Starting with the line that contains "[trace] silver wristwatch", copy every line through the end of the data below, exactly and with nothing added.

##### DATA FOR THIS EXERCISE #####

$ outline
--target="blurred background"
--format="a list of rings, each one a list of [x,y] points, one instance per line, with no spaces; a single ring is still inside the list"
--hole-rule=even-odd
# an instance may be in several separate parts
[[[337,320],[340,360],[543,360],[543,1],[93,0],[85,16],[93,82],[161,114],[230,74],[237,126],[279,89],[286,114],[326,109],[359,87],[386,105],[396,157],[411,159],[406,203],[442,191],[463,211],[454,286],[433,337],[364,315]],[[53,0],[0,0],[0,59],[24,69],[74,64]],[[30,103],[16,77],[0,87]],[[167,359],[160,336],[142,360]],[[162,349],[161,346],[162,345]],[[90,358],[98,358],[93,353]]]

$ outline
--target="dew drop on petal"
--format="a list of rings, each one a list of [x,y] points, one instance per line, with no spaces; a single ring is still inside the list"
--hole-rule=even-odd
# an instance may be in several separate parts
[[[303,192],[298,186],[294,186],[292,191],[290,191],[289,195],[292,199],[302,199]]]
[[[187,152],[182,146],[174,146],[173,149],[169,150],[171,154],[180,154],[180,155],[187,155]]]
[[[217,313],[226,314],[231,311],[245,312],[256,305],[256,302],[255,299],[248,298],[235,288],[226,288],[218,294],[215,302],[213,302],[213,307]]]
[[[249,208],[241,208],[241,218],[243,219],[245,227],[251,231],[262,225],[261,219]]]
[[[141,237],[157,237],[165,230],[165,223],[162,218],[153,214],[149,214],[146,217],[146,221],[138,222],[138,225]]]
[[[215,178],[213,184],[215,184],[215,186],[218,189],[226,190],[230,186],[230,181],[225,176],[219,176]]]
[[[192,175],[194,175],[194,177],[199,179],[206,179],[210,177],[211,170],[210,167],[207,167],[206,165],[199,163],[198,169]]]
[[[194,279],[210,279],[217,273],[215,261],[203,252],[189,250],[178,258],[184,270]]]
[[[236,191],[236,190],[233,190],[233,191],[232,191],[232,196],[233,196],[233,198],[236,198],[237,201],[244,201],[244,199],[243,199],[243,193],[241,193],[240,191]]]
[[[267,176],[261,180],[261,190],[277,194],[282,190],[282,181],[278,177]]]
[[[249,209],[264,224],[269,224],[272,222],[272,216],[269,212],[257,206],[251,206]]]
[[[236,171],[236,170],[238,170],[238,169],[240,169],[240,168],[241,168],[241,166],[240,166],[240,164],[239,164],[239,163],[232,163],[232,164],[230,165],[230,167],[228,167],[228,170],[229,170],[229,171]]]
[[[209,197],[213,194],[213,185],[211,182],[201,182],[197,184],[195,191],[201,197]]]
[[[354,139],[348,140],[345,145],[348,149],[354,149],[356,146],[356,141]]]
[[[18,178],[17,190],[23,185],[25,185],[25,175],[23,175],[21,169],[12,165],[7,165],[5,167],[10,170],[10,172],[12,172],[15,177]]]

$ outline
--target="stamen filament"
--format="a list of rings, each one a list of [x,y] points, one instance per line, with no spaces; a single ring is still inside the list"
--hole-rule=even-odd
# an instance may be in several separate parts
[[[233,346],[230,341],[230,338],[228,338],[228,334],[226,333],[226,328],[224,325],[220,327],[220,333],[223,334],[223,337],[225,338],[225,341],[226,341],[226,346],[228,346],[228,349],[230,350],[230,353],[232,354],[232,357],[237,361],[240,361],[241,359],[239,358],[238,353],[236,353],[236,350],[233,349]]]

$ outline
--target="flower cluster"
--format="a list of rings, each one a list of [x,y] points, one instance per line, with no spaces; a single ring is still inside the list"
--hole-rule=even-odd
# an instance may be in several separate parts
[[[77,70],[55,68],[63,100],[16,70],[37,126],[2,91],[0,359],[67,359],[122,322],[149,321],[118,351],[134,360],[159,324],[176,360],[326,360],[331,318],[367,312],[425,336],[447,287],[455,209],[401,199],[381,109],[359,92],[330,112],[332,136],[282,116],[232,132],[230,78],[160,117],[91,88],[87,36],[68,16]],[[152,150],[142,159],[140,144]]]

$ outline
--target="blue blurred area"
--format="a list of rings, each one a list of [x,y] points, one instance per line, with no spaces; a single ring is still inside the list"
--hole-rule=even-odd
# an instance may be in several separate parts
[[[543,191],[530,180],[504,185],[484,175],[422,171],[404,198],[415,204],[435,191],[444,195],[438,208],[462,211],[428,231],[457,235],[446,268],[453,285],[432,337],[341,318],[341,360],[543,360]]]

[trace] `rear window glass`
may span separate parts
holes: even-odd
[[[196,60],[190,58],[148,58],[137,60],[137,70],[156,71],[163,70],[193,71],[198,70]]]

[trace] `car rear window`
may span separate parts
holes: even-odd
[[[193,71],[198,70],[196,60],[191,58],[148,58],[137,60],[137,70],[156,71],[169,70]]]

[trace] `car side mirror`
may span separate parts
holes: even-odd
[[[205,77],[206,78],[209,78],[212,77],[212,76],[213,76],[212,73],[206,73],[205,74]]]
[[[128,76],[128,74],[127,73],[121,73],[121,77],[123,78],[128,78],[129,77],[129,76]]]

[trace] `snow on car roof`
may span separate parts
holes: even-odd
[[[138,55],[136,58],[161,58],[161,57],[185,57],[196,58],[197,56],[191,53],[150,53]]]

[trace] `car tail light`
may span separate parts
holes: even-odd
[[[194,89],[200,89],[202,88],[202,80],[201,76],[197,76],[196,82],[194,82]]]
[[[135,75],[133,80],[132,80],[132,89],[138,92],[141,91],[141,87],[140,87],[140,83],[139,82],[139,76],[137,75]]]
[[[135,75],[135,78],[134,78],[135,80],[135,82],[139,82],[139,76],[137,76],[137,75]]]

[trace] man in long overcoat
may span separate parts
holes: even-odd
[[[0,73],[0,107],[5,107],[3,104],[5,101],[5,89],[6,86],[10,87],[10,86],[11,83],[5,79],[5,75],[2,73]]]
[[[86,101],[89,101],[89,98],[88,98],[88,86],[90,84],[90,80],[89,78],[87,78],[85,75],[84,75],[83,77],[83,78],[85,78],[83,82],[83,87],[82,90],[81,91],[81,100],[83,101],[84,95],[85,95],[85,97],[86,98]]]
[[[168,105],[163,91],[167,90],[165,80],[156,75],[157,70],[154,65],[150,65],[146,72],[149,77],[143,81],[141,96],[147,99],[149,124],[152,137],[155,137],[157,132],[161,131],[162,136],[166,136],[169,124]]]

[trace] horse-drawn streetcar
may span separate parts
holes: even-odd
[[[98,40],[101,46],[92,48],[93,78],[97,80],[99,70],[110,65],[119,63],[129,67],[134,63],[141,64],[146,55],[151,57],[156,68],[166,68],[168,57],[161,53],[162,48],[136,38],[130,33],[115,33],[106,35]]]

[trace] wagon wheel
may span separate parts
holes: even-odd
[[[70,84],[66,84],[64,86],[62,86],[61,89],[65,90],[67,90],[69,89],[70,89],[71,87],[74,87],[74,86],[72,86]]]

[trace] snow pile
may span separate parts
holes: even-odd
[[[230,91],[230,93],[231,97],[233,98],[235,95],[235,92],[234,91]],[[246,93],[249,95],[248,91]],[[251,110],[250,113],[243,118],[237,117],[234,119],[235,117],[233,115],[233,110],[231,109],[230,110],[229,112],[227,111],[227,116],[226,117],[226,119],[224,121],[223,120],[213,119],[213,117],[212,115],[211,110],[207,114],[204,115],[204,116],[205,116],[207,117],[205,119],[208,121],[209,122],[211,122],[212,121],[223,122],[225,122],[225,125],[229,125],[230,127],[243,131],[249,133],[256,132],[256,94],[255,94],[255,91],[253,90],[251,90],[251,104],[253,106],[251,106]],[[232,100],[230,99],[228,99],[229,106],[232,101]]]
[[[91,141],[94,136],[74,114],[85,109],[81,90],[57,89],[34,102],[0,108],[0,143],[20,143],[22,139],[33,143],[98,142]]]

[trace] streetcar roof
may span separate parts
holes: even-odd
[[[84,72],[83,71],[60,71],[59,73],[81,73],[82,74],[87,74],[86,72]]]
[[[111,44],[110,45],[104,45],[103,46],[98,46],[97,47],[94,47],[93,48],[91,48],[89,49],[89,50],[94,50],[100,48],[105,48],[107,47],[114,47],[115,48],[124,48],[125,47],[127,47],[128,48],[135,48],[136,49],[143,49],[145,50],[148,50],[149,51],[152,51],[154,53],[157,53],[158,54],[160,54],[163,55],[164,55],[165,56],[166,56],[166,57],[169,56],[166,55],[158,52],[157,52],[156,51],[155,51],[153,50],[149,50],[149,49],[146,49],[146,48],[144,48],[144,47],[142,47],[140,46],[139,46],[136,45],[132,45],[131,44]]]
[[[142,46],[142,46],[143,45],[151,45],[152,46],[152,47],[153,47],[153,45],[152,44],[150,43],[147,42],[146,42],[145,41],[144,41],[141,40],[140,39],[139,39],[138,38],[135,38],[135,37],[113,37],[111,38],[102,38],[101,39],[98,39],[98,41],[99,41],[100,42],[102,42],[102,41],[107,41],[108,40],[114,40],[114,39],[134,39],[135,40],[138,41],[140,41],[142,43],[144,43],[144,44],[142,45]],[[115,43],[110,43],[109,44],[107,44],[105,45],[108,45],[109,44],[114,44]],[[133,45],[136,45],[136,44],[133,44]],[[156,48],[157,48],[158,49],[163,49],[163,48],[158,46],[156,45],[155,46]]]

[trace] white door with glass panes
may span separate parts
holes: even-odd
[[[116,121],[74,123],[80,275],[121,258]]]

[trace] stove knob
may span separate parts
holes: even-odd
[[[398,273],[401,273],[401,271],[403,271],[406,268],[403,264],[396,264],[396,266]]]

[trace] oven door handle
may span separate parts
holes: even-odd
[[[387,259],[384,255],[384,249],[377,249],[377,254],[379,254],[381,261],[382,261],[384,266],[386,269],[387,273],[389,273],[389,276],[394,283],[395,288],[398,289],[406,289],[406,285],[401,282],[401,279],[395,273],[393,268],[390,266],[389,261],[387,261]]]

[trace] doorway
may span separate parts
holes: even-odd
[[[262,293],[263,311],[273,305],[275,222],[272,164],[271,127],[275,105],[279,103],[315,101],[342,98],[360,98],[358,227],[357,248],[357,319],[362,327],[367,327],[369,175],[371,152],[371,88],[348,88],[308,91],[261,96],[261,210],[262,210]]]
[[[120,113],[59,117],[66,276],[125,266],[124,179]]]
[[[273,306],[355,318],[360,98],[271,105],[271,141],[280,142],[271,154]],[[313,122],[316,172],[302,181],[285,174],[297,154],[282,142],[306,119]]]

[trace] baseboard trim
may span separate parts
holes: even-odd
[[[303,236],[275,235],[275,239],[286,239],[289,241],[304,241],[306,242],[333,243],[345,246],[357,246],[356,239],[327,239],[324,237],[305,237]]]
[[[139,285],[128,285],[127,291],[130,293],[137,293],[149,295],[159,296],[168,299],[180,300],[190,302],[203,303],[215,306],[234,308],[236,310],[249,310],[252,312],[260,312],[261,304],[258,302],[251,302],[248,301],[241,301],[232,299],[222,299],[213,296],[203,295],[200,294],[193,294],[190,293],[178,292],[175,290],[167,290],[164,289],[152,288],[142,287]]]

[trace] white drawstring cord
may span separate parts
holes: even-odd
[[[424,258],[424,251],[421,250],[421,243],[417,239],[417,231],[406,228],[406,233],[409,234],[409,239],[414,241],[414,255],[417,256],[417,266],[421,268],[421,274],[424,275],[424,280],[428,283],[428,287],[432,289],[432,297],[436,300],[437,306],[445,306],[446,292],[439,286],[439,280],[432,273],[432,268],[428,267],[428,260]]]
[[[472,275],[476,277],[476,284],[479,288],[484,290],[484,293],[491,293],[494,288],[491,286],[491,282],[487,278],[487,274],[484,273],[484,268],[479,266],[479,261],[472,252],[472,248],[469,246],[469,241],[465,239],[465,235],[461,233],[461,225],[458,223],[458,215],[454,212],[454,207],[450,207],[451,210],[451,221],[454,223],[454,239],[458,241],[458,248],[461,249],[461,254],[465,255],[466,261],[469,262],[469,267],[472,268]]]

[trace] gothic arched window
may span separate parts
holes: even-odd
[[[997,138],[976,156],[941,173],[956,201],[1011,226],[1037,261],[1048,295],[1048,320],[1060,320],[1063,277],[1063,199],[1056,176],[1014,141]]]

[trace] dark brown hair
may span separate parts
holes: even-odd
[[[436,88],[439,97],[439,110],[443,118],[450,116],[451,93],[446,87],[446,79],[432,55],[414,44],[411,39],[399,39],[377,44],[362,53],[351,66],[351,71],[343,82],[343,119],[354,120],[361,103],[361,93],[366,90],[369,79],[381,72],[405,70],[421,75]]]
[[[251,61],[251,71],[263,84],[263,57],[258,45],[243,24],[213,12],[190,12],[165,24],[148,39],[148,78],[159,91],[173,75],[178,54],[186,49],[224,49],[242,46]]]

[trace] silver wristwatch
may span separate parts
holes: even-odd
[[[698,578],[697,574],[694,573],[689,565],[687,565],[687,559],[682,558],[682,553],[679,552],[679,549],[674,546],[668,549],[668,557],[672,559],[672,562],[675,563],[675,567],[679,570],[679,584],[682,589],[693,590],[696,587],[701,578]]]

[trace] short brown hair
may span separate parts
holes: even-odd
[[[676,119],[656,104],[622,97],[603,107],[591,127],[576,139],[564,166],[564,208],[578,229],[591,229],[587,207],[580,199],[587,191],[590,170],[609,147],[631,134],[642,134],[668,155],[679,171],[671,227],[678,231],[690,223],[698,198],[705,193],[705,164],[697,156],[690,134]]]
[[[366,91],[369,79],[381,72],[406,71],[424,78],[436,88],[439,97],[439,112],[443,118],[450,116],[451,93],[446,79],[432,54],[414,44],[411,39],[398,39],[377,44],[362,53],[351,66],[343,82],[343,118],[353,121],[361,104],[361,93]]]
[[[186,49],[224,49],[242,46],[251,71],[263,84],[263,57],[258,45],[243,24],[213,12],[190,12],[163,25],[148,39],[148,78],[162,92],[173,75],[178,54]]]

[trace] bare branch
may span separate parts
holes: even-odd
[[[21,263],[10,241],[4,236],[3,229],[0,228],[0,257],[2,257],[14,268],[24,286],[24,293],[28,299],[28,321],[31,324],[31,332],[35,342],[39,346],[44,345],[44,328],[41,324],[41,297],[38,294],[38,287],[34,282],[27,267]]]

#####

* **EXERCISE OUTPUT**
[trace] silver wristwatch
may span separate parts
holes: even-odd
[[[698,578],[697,574],[694,573],[689,565],[687,565],[687,559],[682,558],[682,553],[679,552],[679,549],[674,546],[668,549],[668,557],[672,559],[672,562],[675,563],[675,567],[679,570],[679,584],[682,589],[693,590],[696,587],[701,578]]]

[trace] short brown hair
may span separate parts
holes: even-odd
[[[676,119],[656,104],[622,97],[603,107],[591,127],[576,139],[564,166],[564,208],[578,229],[591,229],[587,207],[580,199],[587,191],[590,170],[609,147],[631,134],[642,134],[668,155],[679,171],[671,227],[678,231],[690,223],[698,198],[705,193],[705,164],[697,156],[690,134]]]
[[[366,91],[369,79],[381,72],[406,71],[424,78],[436,88],[439,97],[439,112],[443,118],[450,116],[451,93],[446,79],[432,54],[414,44],[411,39],[398,39],[377,44],[362,53],[351,66],[343,82],[343,118],[353,121],[361,104],[361,93]]]
[[[186,49],[224,49],[242,46],[251,71],[263,84],[263,57],[258,45],[243,24],[213,12],[190,12],[163,25],[148,39],[148,78],[162,92],[173,75],[178,54]]]

[trace] bare branch
may span separate parts
holes: even-odd
[[[21,263],[10,241],[4,236],[3,229],[0,228],[0,257],[2,257],[14,268],[24,286],[24,293],[28,299],[28,321],[31,324],[31,332],[35,342],[39,346],[44,345],[44,328],[41,324],[41,297],[38,294],[38,287],[34,282],[27,267]]]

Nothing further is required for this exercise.